SUPPLIED PASSAGE:
▬▬▬▬▬▬

June 7, 2011: Adrift at sea
Associated Press

Word leaks out that Gingrich is on a cruise ship between Greece and Turkey. Politico’s Ben Smith emails Gingrich’s spokesman for comment and get this is in reply: “αριθ. Σχ?λιο,” which is apparently Greek for “no comment.”

Nov. 19, 2011: ‘Get rid of the unionized janitors’
Associated Press

During a campaign event at Harvard, Gingrich proposes that poor kids should develop a work ethic by working part-time at their schools as janitors. “Most of these schools ought to get rid of the unionized janitors, have one master janitor and pay local students to take care of the school.”

December 1, 2011: Oozing confidence
Associated Press

Gingrich tells ABC Jack Tapper that he will not respond to negative attacks from Romney and others because “they are not going to be the nominee. "I’m going to be the nominee.” He vows to stay substantive and focus on Obama.

Dec. 12, 2011: A friendly Lincoln-Douglas debate with Jon Huntsman Jr.
Associated Press

Newt and rival GOP candidate Huntsman do the whole Lincoln-Douglas debate thing in New Hampshire, where the candidates can expound without any time constraints on their answers. Ultimately, they spend 90 minutes discussing foreign policy and national security. The Los Angeles Times reported, “The candidates kept the conversation very friendly, noting often the areas where they agreed while shying away from discussing their disagreements.”

Jan. 7, 2012: Ron Paul lays into Gingrich during debate
Associated Press

During a Republican presidential debate in New Hampshire, Ron Paul acores some serious points against Gingrich over the issue of military service. “Paul has been attacking Gingrich for not serving in the military while supporting potential military action in places like Iran,” Talking Points Memo reported. “Gingrich responded that he wasn’t able to be drafted because he was married with a child. However, Paul had a ready answer to that. … ‘When I was drafted, I was married and had two kids. And I went.’”

▬▬▬▬▬▬

DATA SECTION:
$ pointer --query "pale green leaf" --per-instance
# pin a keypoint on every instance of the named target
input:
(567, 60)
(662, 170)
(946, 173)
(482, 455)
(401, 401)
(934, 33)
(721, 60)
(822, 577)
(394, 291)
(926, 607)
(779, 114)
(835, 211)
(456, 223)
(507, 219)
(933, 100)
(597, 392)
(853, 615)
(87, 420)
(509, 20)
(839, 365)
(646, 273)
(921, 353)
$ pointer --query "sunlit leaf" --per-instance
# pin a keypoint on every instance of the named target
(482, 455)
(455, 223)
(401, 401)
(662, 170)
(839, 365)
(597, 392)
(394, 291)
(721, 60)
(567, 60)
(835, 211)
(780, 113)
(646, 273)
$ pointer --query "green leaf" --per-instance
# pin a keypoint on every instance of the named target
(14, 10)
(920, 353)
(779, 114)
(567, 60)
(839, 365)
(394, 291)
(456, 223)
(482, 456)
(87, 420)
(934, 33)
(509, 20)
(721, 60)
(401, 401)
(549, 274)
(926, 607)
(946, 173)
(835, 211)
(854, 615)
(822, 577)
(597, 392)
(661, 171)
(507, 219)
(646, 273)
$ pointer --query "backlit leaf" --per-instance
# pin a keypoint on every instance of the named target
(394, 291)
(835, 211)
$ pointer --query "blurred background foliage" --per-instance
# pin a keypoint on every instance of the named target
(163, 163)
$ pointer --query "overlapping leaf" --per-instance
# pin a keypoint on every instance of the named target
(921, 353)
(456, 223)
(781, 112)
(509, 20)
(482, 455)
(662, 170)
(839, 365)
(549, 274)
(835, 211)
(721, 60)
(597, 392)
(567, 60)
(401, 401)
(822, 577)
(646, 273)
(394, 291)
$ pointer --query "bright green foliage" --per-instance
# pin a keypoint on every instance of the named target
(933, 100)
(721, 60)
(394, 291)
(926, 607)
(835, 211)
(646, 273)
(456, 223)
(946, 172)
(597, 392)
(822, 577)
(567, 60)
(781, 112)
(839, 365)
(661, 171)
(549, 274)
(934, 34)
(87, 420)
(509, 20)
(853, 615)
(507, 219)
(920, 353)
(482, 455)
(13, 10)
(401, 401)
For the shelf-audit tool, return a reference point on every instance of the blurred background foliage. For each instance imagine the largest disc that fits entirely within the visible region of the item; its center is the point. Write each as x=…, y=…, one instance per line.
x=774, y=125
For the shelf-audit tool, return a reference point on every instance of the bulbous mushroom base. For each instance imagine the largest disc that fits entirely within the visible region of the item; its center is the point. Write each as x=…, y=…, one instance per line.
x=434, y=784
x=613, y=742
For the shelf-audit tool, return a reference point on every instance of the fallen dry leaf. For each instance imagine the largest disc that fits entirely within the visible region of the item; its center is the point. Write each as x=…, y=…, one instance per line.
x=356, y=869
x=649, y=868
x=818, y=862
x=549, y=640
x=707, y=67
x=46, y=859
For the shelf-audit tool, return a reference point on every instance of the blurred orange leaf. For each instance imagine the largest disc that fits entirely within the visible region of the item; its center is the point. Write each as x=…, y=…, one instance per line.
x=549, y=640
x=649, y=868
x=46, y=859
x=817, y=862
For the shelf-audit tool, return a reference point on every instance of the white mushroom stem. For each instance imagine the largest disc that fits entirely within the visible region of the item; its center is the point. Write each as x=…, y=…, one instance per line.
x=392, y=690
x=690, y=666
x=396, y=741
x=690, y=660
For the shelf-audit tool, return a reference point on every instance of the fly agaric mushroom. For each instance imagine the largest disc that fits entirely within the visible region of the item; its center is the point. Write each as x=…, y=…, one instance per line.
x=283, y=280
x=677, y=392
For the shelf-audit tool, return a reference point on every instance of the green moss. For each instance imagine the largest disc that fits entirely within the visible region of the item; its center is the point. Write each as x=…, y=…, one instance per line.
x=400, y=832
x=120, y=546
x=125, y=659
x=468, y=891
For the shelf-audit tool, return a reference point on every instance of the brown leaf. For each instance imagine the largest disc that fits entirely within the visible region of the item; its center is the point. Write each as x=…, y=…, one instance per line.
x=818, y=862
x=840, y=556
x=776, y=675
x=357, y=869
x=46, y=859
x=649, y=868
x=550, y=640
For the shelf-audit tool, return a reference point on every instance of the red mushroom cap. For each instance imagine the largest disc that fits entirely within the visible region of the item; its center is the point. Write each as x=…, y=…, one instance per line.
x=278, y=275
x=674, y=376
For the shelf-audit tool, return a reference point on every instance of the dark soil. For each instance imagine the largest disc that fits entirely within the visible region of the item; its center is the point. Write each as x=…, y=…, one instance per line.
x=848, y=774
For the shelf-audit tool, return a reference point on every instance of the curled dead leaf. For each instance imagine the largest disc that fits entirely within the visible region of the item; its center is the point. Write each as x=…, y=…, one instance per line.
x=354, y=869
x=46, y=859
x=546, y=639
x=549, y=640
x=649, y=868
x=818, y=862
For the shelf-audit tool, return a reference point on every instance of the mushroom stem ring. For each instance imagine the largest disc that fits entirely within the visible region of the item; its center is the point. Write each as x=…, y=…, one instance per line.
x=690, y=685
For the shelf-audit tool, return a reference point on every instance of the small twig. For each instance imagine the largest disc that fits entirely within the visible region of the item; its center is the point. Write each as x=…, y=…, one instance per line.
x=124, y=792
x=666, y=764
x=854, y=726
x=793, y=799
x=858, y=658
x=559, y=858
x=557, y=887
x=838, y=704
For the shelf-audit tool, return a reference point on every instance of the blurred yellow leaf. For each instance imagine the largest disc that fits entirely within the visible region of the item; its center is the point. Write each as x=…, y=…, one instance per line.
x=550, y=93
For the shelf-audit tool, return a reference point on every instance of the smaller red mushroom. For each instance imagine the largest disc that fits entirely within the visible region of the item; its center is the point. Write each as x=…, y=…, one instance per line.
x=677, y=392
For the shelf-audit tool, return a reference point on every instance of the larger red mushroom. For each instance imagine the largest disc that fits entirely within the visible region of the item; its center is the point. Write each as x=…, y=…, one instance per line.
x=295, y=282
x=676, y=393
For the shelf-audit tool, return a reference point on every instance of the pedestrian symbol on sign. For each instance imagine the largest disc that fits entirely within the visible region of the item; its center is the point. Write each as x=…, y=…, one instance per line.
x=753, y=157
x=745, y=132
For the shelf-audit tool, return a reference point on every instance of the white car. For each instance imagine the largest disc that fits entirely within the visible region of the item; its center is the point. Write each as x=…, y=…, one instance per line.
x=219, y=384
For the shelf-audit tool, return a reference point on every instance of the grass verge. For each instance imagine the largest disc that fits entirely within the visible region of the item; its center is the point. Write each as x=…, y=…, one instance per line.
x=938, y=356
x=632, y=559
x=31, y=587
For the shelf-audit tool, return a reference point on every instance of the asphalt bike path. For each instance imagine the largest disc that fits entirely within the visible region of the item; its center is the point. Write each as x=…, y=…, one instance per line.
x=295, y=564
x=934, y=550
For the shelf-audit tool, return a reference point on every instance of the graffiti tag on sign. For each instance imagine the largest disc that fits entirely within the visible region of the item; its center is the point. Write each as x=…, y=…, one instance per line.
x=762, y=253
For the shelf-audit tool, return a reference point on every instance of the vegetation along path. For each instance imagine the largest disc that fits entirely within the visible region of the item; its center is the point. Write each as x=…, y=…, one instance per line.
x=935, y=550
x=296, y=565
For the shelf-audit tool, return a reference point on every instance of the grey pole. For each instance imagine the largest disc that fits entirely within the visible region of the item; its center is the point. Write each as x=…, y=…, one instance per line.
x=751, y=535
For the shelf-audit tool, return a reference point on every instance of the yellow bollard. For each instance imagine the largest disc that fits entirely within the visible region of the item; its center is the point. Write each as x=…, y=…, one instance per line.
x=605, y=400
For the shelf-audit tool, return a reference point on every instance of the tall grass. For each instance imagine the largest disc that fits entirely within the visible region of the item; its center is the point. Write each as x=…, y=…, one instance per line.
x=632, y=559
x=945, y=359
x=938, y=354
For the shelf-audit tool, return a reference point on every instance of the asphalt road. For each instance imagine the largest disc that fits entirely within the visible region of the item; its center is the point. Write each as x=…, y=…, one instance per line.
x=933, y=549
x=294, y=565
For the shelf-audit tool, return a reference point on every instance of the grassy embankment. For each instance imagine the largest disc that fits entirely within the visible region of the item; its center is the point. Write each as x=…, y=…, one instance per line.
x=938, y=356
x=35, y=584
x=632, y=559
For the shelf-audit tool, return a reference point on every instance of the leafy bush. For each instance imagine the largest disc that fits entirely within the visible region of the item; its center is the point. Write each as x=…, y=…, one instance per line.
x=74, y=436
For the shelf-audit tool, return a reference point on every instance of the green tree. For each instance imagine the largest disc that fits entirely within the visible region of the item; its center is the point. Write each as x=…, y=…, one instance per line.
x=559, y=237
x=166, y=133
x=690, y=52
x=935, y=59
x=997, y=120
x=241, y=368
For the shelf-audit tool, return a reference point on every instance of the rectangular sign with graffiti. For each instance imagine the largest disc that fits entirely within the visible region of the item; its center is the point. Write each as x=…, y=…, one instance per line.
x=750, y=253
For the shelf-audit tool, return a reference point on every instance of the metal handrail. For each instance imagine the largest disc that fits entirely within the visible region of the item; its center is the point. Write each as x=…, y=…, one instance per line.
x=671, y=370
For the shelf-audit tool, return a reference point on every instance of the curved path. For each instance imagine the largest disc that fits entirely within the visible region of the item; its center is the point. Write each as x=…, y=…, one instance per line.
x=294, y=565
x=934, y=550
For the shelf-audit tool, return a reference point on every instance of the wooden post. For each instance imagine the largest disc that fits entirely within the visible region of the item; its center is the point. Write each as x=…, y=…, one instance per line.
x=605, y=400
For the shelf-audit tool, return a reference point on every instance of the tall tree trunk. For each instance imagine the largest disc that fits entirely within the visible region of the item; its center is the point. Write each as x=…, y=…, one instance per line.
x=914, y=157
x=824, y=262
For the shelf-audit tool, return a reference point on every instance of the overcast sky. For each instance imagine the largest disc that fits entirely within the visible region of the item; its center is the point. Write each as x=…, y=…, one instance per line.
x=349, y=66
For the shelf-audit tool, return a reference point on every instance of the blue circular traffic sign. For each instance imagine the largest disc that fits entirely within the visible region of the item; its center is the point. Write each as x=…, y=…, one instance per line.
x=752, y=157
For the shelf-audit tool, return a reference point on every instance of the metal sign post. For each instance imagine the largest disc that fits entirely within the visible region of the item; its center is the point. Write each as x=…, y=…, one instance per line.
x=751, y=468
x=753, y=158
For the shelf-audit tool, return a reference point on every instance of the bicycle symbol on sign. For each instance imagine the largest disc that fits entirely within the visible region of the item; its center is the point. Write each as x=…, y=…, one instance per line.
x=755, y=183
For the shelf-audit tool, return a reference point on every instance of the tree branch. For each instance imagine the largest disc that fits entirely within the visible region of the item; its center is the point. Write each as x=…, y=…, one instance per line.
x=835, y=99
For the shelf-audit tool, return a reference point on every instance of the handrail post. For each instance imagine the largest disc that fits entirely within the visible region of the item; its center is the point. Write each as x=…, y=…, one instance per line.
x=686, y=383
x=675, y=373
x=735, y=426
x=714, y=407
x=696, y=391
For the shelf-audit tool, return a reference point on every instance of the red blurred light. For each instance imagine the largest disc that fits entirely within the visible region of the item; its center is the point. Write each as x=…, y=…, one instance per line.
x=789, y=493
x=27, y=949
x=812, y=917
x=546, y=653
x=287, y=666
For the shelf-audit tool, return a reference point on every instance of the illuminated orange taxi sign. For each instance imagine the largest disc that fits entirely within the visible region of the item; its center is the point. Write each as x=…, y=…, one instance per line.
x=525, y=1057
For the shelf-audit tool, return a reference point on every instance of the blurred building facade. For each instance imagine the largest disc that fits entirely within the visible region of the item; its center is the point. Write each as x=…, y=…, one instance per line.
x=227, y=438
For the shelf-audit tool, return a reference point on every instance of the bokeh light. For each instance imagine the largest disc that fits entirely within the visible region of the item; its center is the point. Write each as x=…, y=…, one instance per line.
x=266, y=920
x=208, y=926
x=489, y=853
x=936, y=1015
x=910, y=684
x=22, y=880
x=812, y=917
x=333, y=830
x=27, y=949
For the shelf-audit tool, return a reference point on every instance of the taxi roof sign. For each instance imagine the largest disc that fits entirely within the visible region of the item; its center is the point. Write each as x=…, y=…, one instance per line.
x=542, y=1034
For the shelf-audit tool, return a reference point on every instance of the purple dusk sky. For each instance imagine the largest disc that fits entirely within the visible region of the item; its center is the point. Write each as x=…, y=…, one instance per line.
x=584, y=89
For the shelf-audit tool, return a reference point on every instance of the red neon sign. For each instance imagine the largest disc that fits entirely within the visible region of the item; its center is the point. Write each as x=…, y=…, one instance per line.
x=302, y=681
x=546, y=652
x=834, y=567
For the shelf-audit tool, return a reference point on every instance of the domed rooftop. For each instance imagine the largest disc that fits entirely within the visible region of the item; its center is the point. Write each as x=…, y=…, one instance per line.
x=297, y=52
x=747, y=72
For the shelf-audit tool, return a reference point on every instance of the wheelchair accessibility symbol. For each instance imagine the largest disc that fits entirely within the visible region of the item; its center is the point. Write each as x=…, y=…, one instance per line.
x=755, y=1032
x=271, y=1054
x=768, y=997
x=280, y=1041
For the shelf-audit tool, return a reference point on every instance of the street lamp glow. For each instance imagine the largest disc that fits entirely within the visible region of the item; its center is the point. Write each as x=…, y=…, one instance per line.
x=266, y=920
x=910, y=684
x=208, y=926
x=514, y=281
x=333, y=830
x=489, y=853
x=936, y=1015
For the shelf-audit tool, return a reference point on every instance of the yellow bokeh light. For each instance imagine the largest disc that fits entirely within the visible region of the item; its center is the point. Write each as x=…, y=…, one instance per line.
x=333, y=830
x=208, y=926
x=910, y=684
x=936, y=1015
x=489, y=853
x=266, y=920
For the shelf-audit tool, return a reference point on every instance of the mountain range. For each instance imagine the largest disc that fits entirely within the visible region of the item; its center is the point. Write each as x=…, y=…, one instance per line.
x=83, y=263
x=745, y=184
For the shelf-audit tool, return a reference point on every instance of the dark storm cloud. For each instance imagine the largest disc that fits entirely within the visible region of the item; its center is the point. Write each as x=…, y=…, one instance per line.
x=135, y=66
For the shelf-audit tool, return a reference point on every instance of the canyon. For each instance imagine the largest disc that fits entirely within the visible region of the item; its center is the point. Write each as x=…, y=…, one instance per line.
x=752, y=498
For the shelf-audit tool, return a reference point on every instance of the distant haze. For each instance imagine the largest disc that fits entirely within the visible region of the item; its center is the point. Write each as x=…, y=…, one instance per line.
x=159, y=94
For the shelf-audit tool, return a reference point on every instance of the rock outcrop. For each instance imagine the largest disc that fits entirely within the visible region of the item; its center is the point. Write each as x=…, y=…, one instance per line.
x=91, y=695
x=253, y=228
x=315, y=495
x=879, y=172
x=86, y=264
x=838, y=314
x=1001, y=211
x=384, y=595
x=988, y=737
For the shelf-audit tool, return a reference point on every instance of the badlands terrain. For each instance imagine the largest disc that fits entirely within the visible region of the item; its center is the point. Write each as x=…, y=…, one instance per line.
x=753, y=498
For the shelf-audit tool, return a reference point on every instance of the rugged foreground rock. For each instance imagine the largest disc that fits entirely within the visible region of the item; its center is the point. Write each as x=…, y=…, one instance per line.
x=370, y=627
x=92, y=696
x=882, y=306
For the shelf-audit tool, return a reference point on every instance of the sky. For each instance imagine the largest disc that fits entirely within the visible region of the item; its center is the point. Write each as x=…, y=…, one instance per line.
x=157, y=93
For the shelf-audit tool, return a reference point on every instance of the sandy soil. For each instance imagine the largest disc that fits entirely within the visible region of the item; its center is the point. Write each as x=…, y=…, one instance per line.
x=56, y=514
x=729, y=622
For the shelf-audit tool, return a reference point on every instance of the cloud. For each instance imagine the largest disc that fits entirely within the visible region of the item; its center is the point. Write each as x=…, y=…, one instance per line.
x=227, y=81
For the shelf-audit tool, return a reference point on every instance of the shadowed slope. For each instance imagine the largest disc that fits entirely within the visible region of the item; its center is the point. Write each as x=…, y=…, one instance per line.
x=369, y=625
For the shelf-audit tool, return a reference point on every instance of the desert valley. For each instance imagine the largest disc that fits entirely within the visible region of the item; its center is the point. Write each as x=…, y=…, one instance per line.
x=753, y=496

▬▬▬▬▬▬

TASKS AND EXERCISES:
1/ In the Gingrich timeline, how long did Gingrich and Huntsman spend discussing foreign policy and national security?
2/ Print everything in the Gingrich timeline from "June 7, 2011: Adrift" down to "focus on Obama.".
3/ Check each statement against the Gingrich timeline and say whether it agrees, quoting the words that decide it.
(a) At Harvard, Gingrich suggested paying local students to take care of the school.
(b) Gingrich and Huntsman held their Lincoln-Douglas debate in Iowa.
(c) Ron Paul said he was single when he was drafted.

FULL SOLUTIONS:
1/ 90 minutes.

2/
June 7, 2011: Adrift at sea
Associated Press

Word leaks out that Gingrich is on a cruise ship between Greece and Turkey. Politico’s Ben Smith emails Gingrich’s spokesman for comment and get this is in reply: “αριθ. Σχ?λιο,” which is apparently Greek for “no comment.”

Nov. 19, 2011: ‘Get rid of the unionized janitors’
Associated Press

During a campaign event at Harvard, Gingrich proposes that poor kids should develop a work ethic by working part-time at their schools as janitors. “Most of these schools ought to get rid of the unionized janitors, have one master janitor and pay local students to take care of the school.”

December 1, 2011: Oozing confidence
Associated Press

Gingrich tells ABC Jack Tapper that he will not respond to negative attacks from Romney and others because “they are not going to be the nominee. "I’m going to be the nominee.” He vows to stay substantive and focus on Obama.

3/
(a) Yes: "pay local students to take care of the school."
(b) No: "do the whole Lincoln-Douglas debate thing in New Hampshire"
(c) No: "When I was drafted, I was married and had two kids."